Set problem:
Locate every line in the items below that contains the string "license", treating uppercase and lowercase as distinct, and copy each such line in full.

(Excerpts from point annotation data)
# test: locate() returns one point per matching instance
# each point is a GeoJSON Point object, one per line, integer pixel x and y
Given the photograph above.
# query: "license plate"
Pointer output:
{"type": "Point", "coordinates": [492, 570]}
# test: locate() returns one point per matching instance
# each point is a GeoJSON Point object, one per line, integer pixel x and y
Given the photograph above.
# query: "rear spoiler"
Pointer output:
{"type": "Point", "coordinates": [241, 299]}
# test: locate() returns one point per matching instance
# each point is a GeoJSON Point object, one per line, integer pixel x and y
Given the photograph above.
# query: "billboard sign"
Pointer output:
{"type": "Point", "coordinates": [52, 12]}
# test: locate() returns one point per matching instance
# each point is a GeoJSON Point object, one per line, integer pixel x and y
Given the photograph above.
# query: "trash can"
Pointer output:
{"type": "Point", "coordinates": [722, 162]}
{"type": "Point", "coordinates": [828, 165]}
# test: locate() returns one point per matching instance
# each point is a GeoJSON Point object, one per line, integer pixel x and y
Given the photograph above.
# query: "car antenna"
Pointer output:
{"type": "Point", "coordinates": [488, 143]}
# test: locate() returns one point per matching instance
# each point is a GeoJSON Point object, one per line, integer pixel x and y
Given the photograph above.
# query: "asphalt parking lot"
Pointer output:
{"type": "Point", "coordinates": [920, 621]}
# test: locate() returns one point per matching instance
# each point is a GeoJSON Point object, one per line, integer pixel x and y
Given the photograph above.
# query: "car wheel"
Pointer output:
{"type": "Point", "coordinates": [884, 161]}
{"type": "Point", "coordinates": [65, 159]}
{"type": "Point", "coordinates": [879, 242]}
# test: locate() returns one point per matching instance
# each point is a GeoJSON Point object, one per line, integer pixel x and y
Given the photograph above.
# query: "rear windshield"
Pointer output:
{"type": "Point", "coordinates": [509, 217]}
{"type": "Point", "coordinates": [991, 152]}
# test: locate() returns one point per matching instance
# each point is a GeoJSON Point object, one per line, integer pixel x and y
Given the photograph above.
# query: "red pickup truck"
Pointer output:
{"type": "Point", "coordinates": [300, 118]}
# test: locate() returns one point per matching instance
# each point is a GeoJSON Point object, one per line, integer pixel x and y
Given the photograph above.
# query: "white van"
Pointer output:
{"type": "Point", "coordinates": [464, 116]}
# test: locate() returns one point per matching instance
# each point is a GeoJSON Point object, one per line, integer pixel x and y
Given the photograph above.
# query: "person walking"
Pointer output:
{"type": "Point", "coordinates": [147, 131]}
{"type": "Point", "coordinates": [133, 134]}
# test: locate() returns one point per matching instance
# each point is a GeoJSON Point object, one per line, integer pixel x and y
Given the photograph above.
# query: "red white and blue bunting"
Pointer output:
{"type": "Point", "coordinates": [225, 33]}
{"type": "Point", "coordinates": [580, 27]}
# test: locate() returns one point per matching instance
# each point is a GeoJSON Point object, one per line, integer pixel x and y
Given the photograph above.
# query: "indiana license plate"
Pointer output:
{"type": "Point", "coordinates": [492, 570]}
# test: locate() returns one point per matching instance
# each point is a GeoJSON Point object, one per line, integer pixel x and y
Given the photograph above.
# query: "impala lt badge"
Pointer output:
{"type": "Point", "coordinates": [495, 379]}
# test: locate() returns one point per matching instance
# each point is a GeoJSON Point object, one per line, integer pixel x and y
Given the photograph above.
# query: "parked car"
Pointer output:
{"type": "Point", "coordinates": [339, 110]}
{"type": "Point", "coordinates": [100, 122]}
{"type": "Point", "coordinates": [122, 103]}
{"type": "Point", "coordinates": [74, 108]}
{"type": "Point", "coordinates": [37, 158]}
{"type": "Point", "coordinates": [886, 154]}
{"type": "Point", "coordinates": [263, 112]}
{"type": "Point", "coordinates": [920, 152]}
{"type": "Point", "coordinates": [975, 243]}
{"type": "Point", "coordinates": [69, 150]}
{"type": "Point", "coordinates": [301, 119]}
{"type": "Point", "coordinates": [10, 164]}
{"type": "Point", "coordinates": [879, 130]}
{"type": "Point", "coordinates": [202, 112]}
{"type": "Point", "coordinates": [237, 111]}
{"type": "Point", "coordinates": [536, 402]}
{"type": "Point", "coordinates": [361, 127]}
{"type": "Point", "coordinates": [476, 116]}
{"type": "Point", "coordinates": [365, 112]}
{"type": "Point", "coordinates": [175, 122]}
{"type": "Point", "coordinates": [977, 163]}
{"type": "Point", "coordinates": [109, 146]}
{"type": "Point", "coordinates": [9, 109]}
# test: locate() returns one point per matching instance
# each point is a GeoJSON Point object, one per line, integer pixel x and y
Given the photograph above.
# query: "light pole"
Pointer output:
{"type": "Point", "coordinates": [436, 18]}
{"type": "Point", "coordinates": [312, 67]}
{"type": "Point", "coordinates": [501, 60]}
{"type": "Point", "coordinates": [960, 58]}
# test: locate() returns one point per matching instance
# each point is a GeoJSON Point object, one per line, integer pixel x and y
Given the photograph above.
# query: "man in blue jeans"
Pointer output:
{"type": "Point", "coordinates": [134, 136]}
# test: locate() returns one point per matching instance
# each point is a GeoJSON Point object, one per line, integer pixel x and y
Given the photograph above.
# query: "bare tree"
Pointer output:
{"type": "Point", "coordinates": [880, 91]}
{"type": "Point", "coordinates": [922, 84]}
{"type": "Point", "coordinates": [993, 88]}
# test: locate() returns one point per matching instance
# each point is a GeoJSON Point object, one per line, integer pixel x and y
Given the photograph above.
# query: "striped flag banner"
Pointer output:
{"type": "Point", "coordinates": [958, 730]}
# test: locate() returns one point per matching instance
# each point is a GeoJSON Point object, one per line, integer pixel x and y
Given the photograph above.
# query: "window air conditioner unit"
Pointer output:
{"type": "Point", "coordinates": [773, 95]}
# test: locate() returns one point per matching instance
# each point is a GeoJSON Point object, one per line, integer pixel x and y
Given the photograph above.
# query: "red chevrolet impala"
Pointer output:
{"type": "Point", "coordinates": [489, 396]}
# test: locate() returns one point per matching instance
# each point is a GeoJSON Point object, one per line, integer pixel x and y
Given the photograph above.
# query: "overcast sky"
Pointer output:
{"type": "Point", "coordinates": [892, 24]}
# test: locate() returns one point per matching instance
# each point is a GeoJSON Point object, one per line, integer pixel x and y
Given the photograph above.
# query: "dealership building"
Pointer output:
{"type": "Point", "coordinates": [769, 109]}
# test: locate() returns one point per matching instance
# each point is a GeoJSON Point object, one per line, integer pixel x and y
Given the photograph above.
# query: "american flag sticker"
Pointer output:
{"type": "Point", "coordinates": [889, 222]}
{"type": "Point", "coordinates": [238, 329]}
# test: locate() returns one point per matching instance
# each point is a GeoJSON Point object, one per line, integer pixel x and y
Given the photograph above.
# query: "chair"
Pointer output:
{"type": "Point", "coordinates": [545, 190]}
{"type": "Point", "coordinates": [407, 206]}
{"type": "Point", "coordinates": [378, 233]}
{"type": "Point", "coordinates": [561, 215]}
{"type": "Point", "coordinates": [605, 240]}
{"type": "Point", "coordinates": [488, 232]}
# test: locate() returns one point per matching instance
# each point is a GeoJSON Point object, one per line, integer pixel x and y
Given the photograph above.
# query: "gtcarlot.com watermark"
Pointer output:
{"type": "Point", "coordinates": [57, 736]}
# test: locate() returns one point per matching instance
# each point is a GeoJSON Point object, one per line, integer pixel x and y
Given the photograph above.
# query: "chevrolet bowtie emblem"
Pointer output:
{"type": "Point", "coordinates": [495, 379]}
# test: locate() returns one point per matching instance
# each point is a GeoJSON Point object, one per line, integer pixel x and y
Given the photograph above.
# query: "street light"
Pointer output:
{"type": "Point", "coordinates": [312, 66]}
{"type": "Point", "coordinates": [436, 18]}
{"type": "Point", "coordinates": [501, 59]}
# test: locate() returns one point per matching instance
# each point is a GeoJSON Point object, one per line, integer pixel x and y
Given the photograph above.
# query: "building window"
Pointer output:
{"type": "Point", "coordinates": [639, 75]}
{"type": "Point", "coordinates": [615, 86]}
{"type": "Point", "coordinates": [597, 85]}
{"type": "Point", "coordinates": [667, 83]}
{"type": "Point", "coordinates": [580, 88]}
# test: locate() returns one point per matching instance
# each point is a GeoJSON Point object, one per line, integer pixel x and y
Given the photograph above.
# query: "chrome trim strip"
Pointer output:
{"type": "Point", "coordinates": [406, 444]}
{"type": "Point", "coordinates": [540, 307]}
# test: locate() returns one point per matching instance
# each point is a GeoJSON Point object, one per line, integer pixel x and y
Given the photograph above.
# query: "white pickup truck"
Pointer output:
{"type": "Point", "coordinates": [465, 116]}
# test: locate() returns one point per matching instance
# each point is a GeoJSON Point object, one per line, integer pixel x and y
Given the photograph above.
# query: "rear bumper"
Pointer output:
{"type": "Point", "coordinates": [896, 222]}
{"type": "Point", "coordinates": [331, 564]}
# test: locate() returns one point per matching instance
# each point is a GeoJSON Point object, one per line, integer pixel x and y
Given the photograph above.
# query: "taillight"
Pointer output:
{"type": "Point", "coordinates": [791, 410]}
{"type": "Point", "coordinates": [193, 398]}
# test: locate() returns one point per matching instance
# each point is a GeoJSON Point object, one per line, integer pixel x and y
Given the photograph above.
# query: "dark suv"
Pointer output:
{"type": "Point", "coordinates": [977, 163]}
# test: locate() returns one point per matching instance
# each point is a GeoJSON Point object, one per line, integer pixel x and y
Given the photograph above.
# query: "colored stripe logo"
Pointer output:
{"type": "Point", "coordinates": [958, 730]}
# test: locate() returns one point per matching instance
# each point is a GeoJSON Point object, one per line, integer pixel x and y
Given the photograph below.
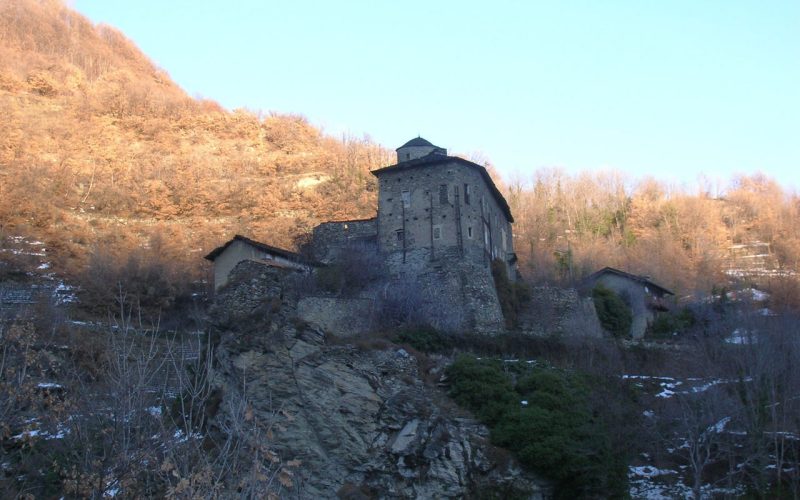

Output for this exercise:
# query: "license plate"
# query: "indiana license plate"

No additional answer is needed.